WORK TO COMPLETE:
**A.** In the article on paraoptometrics backing Mississippi's scope bill, how many letters did paras write and mail to lawmakers?
**B.** Pick up the article on paraoptometrics backing Mississippi's scope bill right after its last sentence and keep writing it.
───── PAGE EXTRACT ─────
But paraoptometrics care about the vitality of their practices and eye health of their communities, she adds. So, once they got buy-in for the parties involved, they developed a plan. First, they had to educate paraoptometrics on the issues and organize volunteers to the cause. Second, they came up with a strategy on how to make their voices heard, whether financially or on the legislative front, particularly in areas of the state where support might be weakest for scope expansion.
Reason, meanwhile, helped the paraoptometrics with developing their messaging, whether delivered by letter, phone or in person at the state’s legislative lobbying day. “We built a solid foundation,” Roberts says.
And the outcome for their collaborations?
- 123 paraoptometrics raised and contributed nearly $7,500 to the state’s political action committee in 2019.
- 109 calls were made by paras to lawmakers’ offices expressing support of the scope bill.
- 97 letters were written and mailed by paras to lawmakers.
- More than two dozen paras showed up for the MOA’s lobbying day at the capital in January 2020.
“They bring that numerical strength, backing up the doctors,” Aldy says,
Passion and professionalism, too. “They have tremendous buy-in,” she adds.
The pilot program is currently on hold due to the COVID-19 pandemic. However, its organizers termed it a success, even though Mississippi’s scope bill didn’t make it out of committee. They’ll be back, Aldy says.
───── RECORDS SUPPLIED ─────
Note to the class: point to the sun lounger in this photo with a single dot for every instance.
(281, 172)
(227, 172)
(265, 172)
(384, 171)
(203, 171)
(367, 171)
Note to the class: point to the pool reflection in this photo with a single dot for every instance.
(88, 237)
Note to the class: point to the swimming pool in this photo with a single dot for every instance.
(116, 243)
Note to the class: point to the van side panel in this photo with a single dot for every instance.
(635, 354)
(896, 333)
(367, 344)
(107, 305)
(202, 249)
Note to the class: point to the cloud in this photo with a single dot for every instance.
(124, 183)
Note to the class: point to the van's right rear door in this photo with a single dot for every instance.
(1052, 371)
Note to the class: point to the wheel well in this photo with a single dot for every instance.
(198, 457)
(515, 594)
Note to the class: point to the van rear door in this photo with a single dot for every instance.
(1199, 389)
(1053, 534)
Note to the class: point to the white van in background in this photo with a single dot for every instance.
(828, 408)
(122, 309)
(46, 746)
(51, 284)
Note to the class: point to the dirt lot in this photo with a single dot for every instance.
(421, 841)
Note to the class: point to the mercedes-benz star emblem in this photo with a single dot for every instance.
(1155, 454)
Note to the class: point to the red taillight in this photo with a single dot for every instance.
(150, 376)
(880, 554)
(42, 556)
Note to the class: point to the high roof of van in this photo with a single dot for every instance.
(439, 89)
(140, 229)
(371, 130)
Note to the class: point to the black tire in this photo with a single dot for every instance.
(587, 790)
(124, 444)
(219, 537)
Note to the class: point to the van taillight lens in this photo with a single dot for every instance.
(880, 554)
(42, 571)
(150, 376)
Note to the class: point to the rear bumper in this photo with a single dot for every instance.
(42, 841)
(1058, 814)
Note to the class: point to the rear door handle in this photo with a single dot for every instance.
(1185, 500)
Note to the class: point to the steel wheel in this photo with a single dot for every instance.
─────
ACTIVITY ANSWERS:
**A.** 97

**B.**
In this historic and unprecedented year, the single-largest annual advocacy event and the centerpiece of the profession's national lobbying efforts is going virtual, Sept. 9-10—and for the first time ever, paraoptometrics can join. The Virtual AOA on Capitol Hill is about maximizing connections with elected federal representatives. The tremendous growth of AOA on Capitol Hill—from fewer than 200 doctors attending a decade ago to more than 500 doctors and students—is a key reason why the AOA is recognized as one of the most effective, respected lobbying groups in the nation's capital.
Participation is open to all advocacy-minded members with sessions tailored around providing attendees time, in close coordination with their state associations, to pre-arrange and participate in virtual meetings with U.S. Senators and House members.
Register today to attend Virtual AOA on Capitol Hill and make your—and optometry's—voice heard. For any questions, please email Advocacy@aoa.org or call 800.365.2219.
In January 2014, the AOA opened its membership to paraoptometrics. Since, associate memberships have mushroomed from 3,000 to 12,000—opening up resources and opportunities to more and more paraoptometrics.
Optometric staff of AOA-member doctors can become associate members and gain access to the Paraoptometric Resource Center’s benefits and services at no membership cost to the paraoptometric and no added membership cost to member doctors. Interested paraoptometrics should ask their doctors to enroll them. With an associate membership, paraoptometrics gain free access to programs and services that offer education and staff training, significant discounts on education materials for purchase, discounts on registration fees for events such as Optometry’s Meeting, and more.
“During these past six years, the AOA has been focusing on increasing awareness of paraoptometry and its important professional role within the optometric family,” Rodriguez says. “As AOA associate members, paraoptometrics now have the opportunity to be more involved as volunteers within the AOA committee structures and work together with member doctors to reach common goals.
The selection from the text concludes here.